• **Tasks to complete**
1. Sum up the post about the family visit in two sentences.
2. In the post about the family visit, why was the aunt's first flight cancelled?
3. Can you continue the post about the family visit from the point where it stops?

• **Excerpt**
A life interruped

Mirthful tears at the senior center

The Keller girls

A few days ago I stepped off the train to embrace my favorite Aunt. She was waiting with my parents to pick me and the hubby up at the train station. She's my mother's younger sister in a family of five girls and admittedly my favorite. I only see her  every few years since she's moved to Ohio. There were big hugs and bigger smiles as we all took each other in.  

Then the drive back to the parents' house had the glow of those unique wonderful moments of family ruckus. For while my Aunt was regaling us with the story of how her initial flight was cancelled due to engine trouble and she had to deplane and ride back home an hour on a mini bus and get her son in law to take her back to the airport the next day, my father, who has trouble hearing, was telling us about the neighbor he met at the swimming pool that morning....you get the idea

I watched the elders get out of the car helping my wobbly, soon-to-be 87 year old father. He refuses to use a cane. After all, that would mean he's old, oy, go figure. Everyone safely inside, the food was soon on the table, with stories volleying back and forth, like my mother who was running to and fro from the kitchen putting out more food. Soon my brother and his family who live nearby were part of the pleasant pandemonium. As the sun set, my hubby headed home and I stayed overnight so I could have more time to hear the tales I've heard sporadically before about how their parents came over from Hungary in steerage one five years ahead of the other, of the relatives lost in the war, of the impacts of immigrant life, both sad and funny enough to make us now cry with laughter.

• **Given records**
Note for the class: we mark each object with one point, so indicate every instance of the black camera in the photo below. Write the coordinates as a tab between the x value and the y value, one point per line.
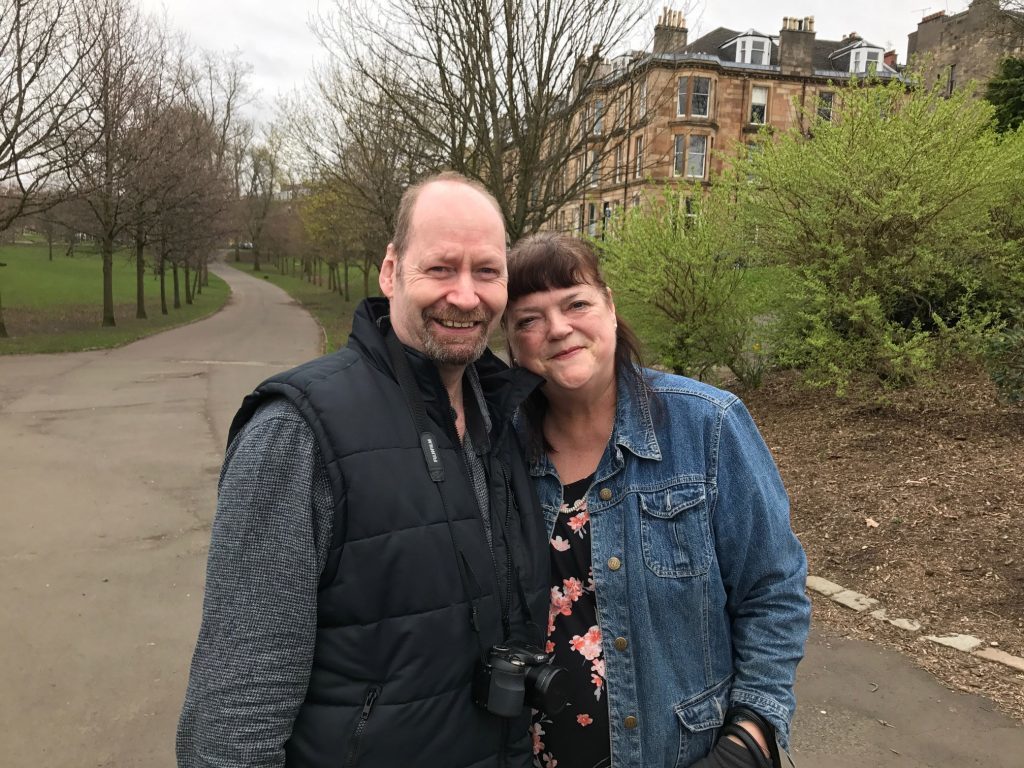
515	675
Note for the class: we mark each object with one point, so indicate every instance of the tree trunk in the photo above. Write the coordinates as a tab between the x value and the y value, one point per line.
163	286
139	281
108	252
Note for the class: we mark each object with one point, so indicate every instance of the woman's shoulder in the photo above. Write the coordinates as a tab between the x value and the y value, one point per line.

• **Answer section**
1. The writer arrives by train and is met by the parents and a favorite aunt who now lives in Ohio, and the drive home fills with overlapping family stories. At the parents' house the family shares food and tales, and the writer stays overnight to hear more about the elders' parents coming from Hungary, relatives lost in the war, and immigrant life.

2. It was cancelled because of engine trouble.

3.
The next day the big agenda item was going to the senior citizen center where two days a week my parents hear a lecture, take a stretch class and have lunch with their new found friends there. Of course my Aunt and I were the star attraction. In fact I seemed to have them all in stitches when I offered to bring them all water from the buffet and I returned with 7 glasses on a tray. Immediately they snorted with laughter shouting, "A tray! Why didn't we ever think of that?!"  

Having such a good time I decided to stay an extra night and day for which I had not planned. I only had two test strips left with me so I had to determine at what times I would test during the next 24 hours. I felt uneasy; I have not had to parcel out my strips for years and years. In the early days my health insurance company only gave me enough strips to test three times a day and I  balked at having to test three times a day. Today I test 6-8 times a day but I smiled noticing how I didn't like that I wouldn't be able to test frequently. Oh, how I've grown. 

There was one other diabetes doing during my visit. The first evening I asked my Aunt, who has had type 2 for several years, "How's it going with your diabetes?" She told me visibly happy, "Very Good. My blood sugar is between 90 and 105 every morning." "Great," I said. Then her face crimped and she said, "But my doctor  just gave me a prescription for another pill for my blood sugar, it doesn't make sense." "Well," I said, "If your doctor is giving you another pill then your blood sugar may be too high at other times of day. Do you test at any other times?" "No," my Aunt said, "He did tell me to do it before dinner, but I did that a few days and then well, you know, stopped."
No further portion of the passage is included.